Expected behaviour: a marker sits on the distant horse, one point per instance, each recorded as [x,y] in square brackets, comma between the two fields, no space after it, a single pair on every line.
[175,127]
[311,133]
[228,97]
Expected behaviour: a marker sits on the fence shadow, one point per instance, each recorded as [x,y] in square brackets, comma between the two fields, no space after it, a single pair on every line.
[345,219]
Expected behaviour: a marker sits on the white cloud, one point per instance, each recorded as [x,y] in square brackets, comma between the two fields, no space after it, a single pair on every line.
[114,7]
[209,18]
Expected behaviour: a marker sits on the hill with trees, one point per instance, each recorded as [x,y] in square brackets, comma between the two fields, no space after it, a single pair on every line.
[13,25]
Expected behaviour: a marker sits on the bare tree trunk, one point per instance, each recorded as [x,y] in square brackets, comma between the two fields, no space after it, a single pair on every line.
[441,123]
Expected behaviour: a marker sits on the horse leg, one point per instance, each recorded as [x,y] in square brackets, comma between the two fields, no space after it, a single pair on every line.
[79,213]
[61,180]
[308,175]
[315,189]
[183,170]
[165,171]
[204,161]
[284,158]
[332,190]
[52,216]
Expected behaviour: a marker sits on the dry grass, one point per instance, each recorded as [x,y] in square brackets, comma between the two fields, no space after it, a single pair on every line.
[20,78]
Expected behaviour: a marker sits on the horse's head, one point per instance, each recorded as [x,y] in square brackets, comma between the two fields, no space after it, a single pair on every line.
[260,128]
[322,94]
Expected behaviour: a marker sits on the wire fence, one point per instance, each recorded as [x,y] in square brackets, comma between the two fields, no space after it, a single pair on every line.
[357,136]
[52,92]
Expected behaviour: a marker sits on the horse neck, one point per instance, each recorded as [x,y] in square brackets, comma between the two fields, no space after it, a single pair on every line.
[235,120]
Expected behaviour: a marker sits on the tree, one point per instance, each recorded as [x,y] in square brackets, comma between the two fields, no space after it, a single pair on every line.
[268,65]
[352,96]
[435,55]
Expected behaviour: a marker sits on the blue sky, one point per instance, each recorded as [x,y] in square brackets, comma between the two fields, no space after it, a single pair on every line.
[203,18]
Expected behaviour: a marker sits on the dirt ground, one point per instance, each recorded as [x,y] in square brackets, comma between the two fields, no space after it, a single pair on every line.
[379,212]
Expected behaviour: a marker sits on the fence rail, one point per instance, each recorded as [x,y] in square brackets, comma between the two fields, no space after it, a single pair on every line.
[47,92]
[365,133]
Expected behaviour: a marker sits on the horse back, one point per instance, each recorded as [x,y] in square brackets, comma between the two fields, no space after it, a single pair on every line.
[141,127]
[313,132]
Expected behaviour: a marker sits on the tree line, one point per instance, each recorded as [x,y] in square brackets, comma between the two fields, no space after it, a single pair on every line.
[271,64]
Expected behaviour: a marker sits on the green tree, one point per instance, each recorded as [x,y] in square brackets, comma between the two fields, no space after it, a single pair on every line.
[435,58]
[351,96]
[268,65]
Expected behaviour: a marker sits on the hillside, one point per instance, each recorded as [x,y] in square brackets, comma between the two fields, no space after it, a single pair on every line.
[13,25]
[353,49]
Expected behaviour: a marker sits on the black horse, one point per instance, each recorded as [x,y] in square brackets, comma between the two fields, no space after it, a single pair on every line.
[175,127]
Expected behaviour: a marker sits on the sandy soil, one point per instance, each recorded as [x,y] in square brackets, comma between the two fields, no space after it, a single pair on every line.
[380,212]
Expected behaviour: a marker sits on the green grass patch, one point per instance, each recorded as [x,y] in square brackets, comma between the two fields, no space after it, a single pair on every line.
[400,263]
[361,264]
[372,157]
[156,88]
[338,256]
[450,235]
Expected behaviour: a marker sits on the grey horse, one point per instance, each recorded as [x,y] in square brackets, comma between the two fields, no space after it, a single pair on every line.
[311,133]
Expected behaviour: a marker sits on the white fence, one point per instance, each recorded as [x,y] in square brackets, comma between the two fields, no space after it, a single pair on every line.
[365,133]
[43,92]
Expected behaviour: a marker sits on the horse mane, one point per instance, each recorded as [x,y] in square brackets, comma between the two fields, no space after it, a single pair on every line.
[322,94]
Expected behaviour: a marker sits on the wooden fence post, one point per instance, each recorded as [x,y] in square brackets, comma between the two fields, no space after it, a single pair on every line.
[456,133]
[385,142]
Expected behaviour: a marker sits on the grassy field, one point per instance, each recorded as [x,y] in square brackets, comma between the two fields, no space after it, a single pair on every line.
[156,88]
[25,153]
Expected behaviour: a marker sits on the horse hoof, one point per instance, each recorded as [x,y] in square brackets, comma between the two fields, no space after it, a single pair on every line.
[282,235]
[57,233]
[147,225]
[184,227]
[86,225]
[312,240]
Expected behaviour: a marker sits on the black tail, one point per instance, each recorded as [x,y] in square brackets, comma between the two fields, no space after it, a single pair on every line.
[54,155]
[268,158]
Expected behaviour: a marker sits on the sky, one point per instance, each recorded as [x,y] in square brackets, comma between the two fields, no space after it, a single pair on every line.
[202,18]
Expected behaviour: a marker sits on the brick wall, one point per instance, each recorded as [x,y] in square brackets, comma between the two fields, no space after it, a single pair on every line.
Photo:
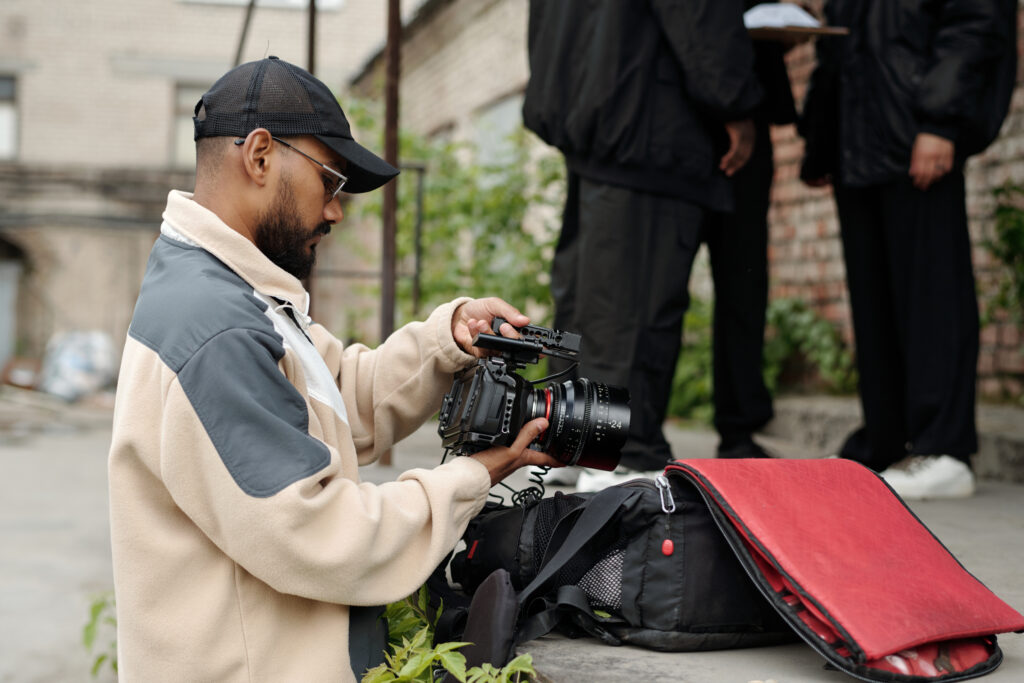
[460,55]
[805,253]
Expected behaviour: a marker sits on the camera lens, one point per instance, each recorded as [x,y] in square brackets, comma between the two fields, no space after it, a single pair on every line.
[588,422]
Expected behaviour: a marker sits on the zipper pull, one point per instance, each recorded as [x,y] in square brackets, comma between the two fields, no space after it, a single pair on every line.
[665,491]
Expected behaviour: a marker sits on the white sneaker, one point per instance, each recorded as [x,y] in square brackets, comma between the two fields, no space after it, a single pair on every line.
[592,480]
[926,477]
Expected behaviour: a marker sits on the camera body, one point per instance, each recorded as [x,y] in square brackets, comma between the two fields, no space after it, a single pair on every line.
[489,401]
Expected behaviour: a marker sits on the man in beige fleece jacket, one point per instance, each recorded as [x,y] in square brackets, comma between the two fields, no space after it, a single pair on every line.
[245,546]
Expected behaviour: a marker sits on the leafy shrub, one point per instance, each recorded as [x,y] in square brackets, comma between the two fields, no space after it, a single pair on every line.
[1008,246]
[101,627]
[415,657]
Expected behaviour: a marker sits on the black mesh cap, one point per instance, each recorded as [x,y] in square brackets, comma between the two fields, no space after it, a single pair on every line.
[287,100]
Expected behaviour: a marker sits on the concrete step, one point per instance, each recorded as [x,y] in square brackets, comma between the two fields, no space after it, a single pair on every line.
[821,423]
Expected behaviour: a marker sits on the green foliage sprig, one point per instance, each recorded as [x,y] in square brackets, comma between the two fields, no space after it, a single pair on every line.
[101,626]
[414,656]
[796,337]
[796,334]
[1008,246]
[474,240]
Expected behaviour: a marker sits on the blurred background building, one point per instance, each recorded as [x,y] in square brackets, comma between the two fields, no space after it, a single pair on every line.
[96,102]
[95,107]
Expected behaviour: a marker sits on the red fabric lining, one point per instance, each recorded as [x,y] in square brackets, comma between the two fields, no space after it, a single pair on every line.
[839,532]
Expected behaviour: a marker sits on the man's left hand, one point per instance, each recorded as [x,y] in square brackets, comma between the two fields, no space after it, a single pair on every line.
[931,159]
[474,317]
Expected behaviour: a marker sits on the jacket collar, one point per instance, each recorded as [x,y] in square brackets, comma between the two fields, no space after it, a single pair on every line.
[200,226]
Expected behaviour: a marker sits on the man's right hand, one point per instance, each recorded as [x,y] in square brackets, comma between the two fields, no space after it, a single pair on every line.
[502,461]
[741,138]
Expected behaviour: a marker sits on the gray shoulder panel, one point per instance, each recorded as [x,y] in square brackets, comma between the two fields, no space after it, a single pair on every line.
[207,327]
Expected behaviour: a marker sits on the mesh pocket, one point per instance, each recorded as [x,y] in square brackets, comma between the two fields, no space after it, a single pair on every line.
[603,584]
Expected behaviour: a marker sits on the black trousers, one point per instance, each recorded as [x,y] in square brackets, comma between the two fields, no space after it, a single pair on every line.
[737,244]
[621,278]
[914,316]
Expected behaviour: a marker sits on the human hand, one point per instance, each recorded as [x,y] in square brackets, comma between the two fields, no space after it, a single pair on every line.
[502,461]
[741,137]
[474,317]
[823,181]
[931,159]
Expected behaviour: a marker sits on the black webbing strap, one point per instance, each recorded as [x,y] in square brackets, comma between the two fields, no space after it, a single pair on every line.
[599,510]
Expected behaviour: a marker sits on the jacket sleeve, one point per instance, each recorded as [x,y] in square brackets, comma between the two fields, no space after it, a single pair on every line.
[237,458]
[391,390]
[715,52]
[971,37]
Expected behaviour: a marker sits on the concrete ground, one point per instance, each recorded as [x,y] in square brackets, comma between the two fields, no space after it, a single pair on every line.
[55,557]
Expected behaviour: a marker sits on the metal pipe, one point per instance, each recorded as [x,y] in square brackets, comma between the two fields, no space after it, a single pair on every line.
[311,42]
[389,209]
[245,32]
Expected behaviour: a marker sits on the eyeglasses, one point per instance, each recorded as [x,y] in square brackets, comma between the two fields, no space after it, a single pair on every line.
[333,180]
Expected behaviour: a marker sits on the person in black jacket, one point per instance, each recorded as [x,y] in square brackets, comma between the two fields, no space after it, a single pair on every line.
[893,112]
[650,102]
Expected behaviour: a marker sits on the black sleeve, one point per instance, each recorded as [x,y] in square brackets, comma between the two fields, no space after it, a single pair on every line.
[971,38]
[715,52]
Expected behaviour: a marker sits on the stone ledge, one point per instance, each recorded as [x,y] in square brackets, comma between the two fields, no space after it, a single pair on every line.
[822,422]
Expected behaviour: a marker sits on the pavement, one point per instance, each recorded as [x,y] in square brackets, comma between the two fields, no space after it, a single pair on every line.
[55,558]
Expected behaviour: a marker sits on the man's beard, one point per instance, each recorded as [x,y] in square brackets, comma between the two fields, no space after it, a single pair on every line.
[282,238]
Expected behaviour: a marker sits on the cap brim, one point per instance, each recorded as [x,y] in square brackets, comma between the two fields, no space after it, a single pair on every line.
[366,170]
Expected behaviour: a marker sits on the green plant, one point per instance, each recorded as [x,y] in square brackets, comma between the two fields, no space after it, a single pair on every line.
[691,385]
[101,626]
[474,240]
[797,335]
[799,344]
[1008,246]
[415,657]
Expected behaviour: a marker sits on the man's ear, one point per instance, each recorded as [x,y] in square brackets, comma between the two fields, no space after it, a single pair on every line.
[256,156]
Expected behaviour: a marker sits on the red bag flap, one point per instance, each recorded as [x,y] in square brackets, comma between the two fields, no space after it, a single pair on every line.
[854,554]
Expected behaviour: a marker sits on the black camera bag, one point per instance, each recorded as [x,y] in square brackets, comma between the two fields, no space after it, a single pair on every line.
[636,563]
[727,555]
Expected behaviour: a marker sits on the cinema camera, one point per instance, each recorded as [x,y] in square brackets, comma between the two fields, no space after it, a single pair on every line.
[488,402]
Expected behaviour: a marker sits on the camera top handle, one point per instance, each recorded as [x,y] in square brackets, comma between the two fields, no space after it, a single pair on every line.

■ ■ ■ ■

What to produce - Repeat precisely the lines of the data starting at the one containing "Expected behaviour: a marker sits on the black camera", last line included.

Answer to this problem -
Expected behaviour: a marker sits on the black camera bag, one point per instance, each recorded as [x,y] in square brackets, comma between the two fields, no space after it, a single pair on every line.
[636,563]
[727,555]
Expected behaviour: a marker sits on the cinema camera, one point per instance, each recorded as [x,y] in square brackets, comma between the two fields, no space after it, a single pair on every line.
[488,402]
Expected behaviour: a marker sits on the camera top handle, one point per instance, each recorded as [x,y] in square brackets, comma between the two fields, no space after it, a single pair on every line.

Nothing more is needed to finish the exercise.